* **Section du document**
* * *
Sur les 28 espèces déterminées sur place, 6 espèces sont intéressantes car en limite d'aire de répartition ou assez peu fréquentes, comme le Pacha à deux queues (Charaxes jasius), le Cardinal (Argynnis pandora), et le Marbré de vert (Pontia daplidice), qui sont plutôt méditerranéens, le Moiré des fétuques (Erebia meolans), qui est fréquent en nord Lozère mais plus rare en sud Lozère, le Moyen-Nacré (Argynnis adippe), qui est surtout répertorié en sud Lozère mais dont les données ne sont pas si nombreuses, Le Morio (Nymphalis antopia), plus fréquent en Lozère ouest.
* * *
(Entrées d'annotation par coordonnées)
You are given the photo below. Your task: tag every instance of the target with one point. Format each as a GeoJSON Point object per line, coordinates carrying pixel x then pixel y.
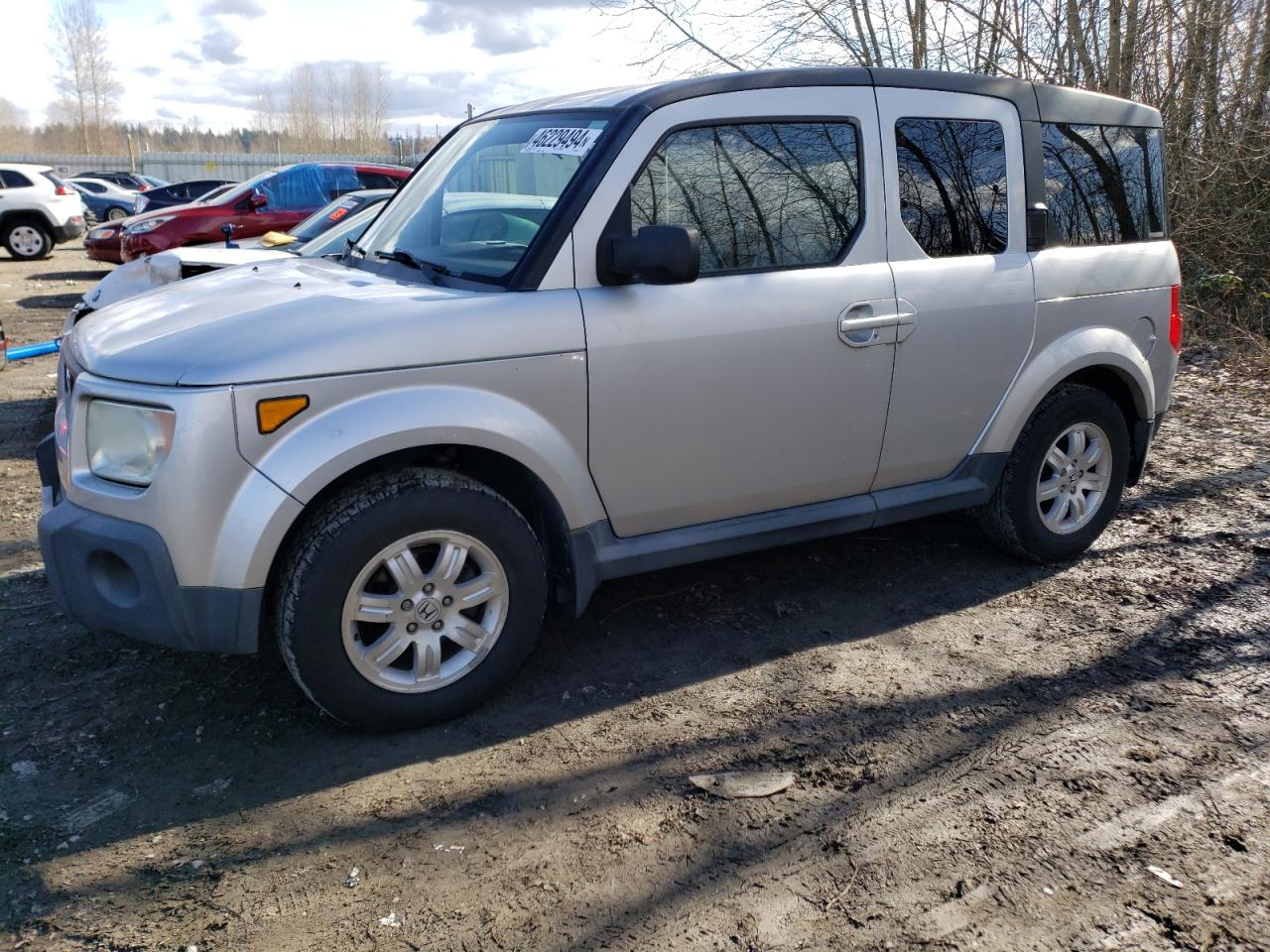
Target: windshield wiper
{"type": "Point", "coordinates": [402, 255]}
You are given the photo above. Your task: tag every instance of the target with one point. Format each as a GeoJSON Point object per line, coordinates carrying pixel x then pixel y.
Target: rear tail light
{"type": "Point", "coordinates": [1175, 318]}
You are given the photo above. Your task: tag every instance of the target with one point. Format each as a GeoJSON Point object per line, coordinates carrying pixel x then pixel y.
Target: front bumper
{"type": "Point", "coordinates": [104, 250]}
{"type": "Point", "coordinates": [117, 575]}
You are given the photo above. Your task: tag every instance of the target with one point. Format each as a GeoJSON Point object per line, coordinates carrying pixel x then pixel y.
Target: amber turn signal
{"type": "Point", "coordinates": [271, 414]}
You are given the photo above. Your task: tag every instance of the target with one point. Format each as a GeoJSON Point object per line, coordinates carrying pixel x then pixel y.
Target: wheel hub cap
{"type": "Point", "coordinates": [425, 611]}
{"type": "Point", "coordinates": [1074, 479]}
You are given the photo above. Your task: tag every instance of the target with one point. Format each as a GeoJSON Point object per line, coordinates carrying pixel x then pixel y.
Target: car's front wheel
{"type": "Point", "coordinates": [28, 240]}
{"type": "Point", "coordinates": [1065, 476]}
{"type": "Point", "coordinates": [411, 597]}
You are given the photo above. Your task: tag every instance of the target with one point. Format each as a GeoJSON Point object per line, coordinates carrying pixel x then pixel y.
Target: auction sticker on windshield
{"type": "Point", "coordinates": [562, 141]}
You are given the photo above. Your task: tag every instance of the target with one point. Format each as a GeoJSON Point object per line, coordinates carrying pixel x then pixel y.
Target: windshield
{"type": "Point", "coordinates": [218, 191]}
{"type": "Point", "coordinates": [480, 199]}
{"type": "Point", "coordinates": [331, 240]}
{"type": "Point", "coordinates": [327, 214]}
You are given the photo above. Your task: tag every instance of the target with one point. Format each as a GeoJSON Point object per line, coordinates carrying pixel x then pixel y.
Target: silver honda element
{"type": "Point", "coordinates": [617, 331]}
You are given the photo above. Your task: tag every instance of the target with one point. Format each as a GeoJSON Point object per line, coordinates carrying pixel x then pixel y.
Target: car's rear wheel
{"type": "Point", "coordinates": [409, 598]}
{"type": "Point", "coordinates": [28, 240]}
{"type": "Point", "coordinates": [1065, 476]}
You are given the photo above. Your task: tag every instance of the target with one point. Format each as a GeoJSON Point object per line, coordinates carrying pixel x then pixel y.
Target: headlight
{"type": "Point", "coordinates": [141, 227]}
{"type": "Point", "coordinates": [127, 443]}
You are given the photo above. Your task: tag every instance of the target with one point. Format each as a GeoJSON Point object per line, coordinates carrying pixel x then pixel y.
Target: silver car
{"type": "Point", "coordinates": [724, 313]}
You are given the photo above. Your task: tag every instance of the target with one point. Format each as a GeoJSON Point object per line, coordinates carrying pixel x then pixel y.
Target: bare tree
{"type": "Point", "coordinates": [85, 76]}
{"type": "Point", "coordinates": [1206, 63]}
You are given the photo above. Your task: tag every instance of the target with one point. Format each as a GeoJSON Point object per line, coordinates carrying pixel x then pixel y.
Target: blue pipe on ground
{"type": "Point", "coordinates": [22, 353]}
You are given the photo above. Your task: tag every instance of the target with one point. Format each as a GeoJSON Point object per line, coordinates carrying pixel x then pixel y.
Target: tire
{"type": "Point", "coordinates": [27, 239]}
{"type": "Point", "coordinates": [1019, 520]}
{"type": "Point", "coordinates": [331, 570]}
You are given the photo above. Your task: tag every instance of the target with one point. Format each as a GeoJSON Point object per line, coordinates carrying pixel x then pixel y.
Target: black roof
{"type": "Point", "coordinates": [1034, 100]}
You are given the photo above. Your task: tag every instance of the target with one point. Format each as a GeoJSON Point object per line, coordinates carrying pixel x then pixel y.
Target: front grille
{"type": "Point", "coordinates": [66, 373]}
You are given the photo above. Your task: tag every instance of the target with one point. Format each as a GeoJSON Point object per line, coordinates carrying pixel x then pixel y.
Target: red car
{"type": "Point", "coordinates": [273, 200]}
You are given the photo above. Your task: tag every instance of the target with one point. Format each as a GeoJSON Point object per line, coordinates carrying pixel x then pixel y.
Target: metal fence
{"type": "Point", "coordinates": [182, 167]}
* * *
* **Consignes de l'exercice**
A) Renvoyez le passage du texte sur les espèces de papillons qui va de « Sur les 28 espèces » jusqu'à « en Lozère ouest. » inclus.
B) Sélectionnez toutes les lignes des entrées qui contiennent la chaîne « windshield », en tenant compte de la casse.

* **Résultats**
A)
Sur les 28 espèces déterminées sur place, 6 espèces sont intéressantes car en limite d'aire de répartition ou assez peu fréquentes, comme le Pacha à deux queues (Charaxes jasius), le Cardinal (Argynnis pandora), et le Marbré de vert (Pontia daplidice), qui sont plutôt méditerranéens, le Moiré des fétuques (Erebia meolans), qui est fréquent en nord Lozère mais plus rare en sud Lozère, le Moyen-Nacré (Argynnis adippe), qui est surtout répertorié en sud Lozère mais dont les données ne sont pas si nombreuses, Le Morio (Nymphalis antopia), plus fréquent en Lozère ouest.

B)
Target: windshield wiper
Target: auction sticker on windshield
Target: windshield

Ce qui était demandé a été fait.